Given task
Swap "point" for "marker" wherever it occurs in the rows below, and copy them out otherwise unchanged. Leave the pictures out of your answer.

[Photo object pointing rows]
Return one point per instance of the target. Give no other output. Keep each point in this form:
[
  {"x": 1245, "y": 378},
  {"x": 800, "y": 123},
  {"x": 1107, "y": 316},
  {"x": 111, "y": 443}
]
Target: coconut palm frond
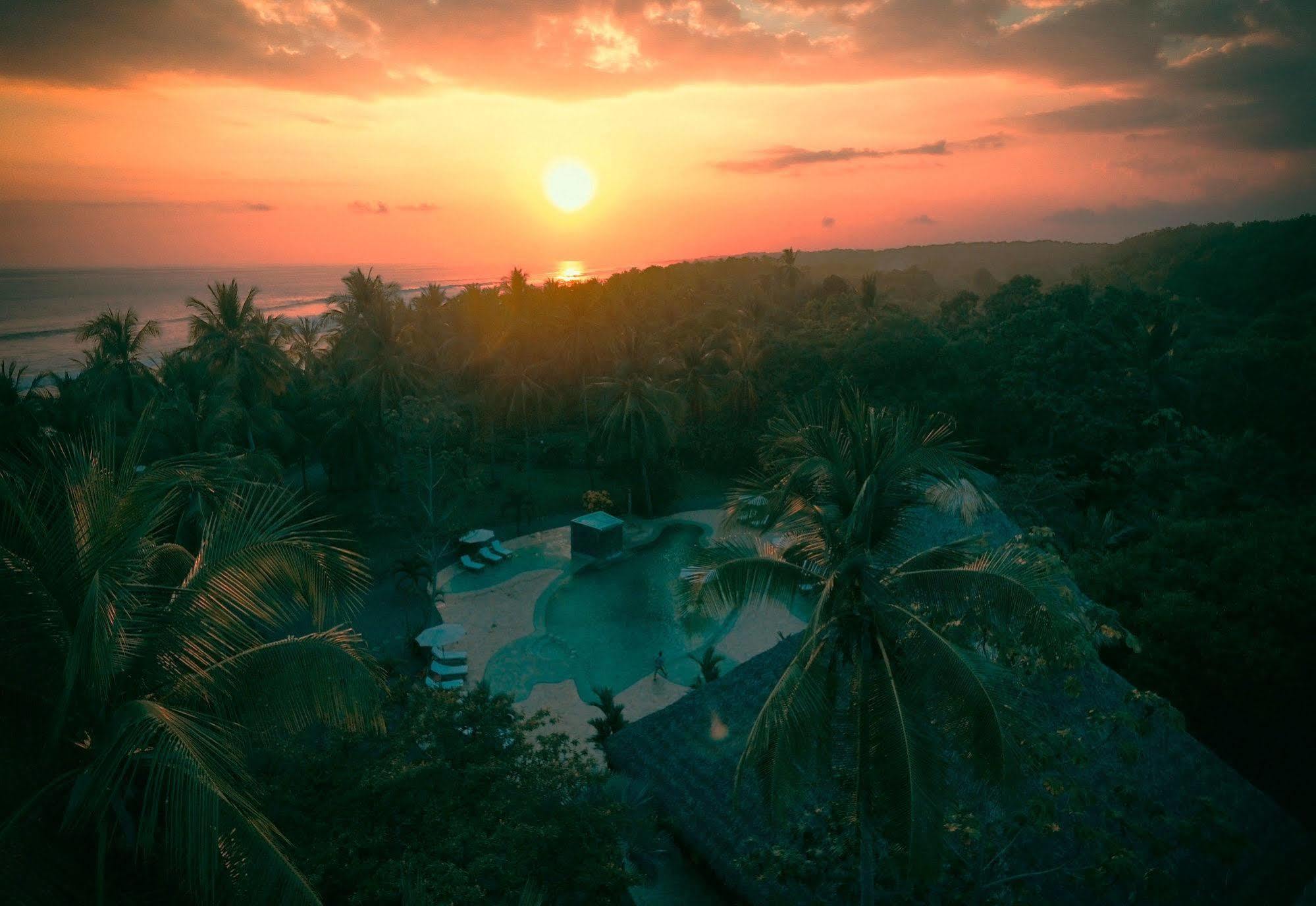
[
  {"x": 960, "y": 497},
  {"x": 179, "y": 772},
  {"x": 735, "y": 573},
  {"x": 266, "y": 556},
  {"x": 790, "y": 741},
  {"x": 1010, "y": 592},
  {"x": 284, "y": 687}
]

Result below
Return one marker per instance of the target. Give no other output. Keep each marker in this form:
[
  {"x": 1245, "y": 378},
  {"x": 800, "y": 123},
  {"x": 1107, "y": 316},
  {"x": 111, "y": 443}
]
Target: coconut palm frond
[
  {"x": 960, "y": 497},
  {"x": 179, "y": 772},
  {"x": 735, "y": 573},
  {"x": 266, "y": 556},
  {"x": 790, "y": 741},
  {"x": 1010, "y": 592},
  {"x": 284, "y": 687}
]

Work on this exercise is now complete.